##### TEXTO DE ORIGEM #####
Bruno Novaes, Contraturno, 2020.
2022. Bruno Novaes
Exposição “Complete as lacunas”
Texto crítico para a exposição individual de Bruno Novaes no Espaço Força e Luz, em Porto Alegre
WEB
Texto crítico para a exposição individual de Bruno Novaes no Espaço Força e Luz, em Porto Alegre
WEB
O homem incapaz
Imaginemos um homem que não pode. Um homem que, sem motivos concretos, tem sua palavra duvidada, suas atitudes questionadas e suas formas de pensar censuradas. Cuja postura é criticada, crucificada, exposta e amplamente discutida, a tribunais abertos onde todos são juízes, chefes de pequenos impérios. Um homem que tem sua capacidade desvalorizada, que nem tudo sabe, que nem tudo pode, que nem em todos os lugares está. Sob as matrizes do senso comum, imaginar esse homem incapaz — sobretudo sendo ele cisgênero, branco, com formação acadêmica e sem nenhuma deficiência física — é extremamente difícil.
##### DADOS FORNECIDOS #####
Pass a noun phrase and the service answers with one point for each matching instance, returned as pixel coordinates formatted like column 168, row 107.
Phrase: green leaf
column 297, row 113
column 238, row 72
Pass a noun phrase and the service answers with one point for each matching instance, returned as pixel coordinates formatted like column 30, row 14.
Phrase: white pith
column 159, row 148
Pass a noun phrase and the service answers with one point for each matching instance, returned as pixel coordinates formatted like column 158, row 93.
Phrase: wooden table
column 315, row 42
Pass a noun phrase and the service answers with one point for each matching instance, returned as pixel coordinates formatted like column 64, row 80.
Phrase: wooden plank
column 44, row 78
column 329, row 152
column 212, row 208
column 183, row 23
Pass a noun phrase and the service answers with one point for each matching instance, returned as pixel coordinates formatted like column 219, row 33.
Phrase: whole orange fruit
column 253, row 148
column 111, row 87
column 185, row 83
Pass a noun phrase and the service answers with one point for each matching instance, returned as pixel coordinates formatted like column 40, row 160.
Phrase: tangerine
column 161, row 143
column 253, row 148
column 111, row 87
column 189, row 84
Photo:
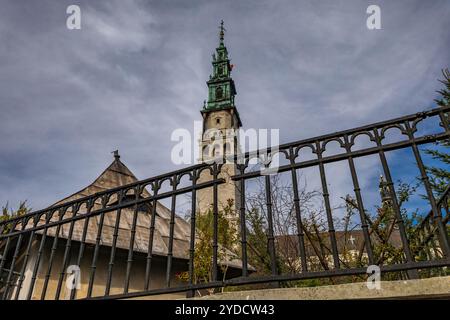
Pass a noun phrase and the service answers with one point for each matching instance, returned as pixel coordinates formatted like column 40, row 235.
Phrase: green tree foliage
column 440, row 176
column 203, row 254
column 8, row 213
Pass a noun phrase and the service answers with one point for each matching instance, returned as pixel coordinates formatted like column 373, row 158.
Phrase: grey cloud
column 137, row 71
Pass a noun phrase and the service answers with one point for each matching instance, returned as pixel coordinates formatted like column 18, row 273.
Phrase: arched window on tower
column 219, row 93
column 228, row 150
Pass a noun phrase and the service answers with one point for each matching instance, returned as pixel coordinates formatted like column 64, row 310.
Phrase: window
column 219, row 93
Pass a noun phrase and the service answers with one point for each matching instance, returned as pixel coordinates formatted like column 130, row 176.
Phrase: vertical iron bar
column 326, row 198
column 171, row 232
column 38, row 259
column 66, row 254
column 270, row 236
column 13, row 262
column 52, row 255
column 443, row 238
column 243, row 224
column 5, row 252
column 113, row 248
column 132, row 237
column 91, row 202
column 412, row 274
column 96, row 249
column 191, row 293
column 215, row 224
column 148, row 266
column 362, row 212
column 300, row 233
column 25, row 260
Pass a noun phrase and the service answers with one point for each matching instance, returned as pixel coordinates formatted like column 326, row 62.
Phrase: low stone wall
column 431, row 288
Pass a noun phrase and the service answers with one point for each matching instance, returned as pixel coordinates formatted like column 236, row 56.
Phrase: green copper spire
column 222, row 32
column 221, row 89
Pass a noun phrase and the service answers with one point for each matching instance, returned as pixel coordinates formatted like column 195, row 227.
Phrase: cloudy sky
column 136, row 71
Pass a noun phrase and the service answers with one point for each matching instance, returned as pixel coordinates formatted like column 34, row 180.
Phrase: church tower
column 221, row 123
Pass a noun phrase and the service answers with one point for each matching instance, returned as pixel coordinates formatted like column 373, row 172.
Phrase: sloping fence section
column 44, row 252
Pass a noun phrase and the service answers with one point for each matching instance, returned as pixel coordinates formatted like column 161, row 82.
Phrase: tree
column 203, row 252
column 440, row 177
column 8, row 213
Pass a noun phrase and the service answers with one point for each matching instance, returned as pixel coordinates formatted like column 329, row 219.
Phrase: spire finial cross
column 222, row 31
column 116, row 154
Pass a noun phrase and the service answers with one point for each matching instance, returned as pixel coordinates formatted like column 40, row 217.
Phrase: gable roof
column 115, row 175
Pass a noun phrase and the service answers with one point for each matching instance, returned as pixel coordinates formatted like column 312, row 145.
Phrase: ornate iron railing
column 38, row 247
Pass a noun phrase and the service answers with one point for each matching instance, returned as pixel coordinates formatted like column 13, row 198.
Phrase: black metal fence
column 37, row 248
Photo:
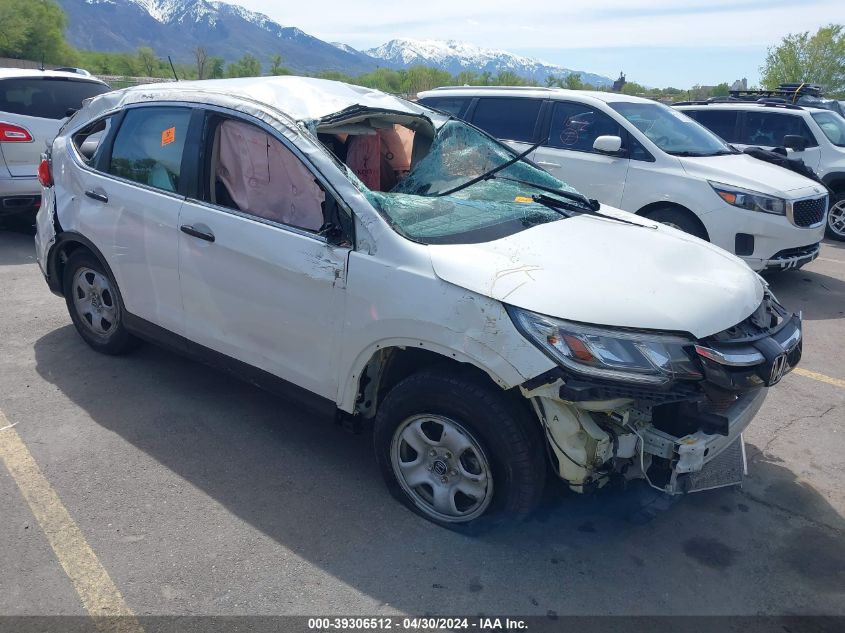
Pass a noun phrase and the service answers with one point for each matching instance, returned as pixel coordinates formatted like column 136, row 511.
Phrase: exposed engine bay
column 683, row 437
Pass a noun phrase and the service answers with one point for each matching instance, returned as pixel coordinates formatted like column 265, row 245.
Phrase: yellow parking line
column 98, row 593
column 820, row 377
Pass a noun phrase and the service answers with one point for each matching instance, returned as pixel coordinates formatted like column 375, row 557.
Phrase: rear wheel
column 95, row 306
column 679, row 219
column 836, row 218
column 458, row 452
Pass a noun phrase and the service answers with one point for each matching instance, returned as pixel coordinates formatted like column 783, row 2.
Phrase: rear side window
column 148, row 146
column 88, row 140
column 45, row 97
column 769, row 128
column 507, row 118
column 456, row 106
column 721, row 122
column 576, row 126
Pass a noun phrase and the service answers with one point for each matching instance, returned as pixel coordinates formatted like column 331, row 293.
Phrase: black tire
column 508, row 436
column 680, row 219
column 108, row 312
column 838, row 214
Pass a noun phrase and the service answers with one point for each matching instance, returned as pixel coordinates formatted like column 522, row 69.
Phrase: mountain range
column 178, row 27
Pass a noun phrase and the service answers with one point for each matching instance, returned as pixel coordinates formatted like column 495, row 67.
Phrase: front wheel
column 458, row 452
column 678, row 219
column 835, row 229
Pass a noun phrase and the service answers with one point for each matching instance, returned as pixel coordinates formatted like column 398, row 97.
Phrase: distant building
column 740, row 84
column 619, row 83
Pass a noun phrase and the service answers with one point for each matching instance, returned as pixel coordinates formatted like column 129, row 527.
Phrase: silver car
column 33, row 104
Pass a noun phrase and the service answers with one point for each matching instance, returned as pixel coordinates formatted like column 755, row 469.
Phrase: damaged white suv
column 389, row 264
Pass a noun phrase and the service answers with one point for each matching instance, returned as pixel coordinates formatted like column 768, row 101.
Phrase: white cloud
#####
Copie do texto crítico, sem nenhuma alteração, a passagem que começa nas palavras "2022. Bruno Novaes" e termina depois de "é extremamente difícil.".

2022. Bruno Novaes
Exposição “Complete as lacunas”
Texto crítico para a exposição individual de Bruno Novaes no Espaço Força e Luz, em Porto Alegre
WEB
Texto crítico para a exposição individual de Bruno Novaes no Espaço Força e Luz, em Porto Alegre
WEB
O homem incapaz
Imaginemos um homem que não pode. Um homem que, sem motivos concretos, tem sua palavra duvidada, suas atitudes questionadas e suas formas de pensar censuradas. Cuja postura é criticada, crucificada, exposta e amplamente discutida, a tribunais abertos onde todos são juízes, chefes de pequenos impérios. Um homem que tem sua capacidade desvalorizada, que nem tudo sabe, que nem tudo pode, que nem em todos os lugares está. Sob as matrizes do senso comum, imaginar esse homem incapaz — sobretudo sendo ele cisgênero, branco, com formação acadêmica e sem nenhuma deficiência física — é extremamente difícil.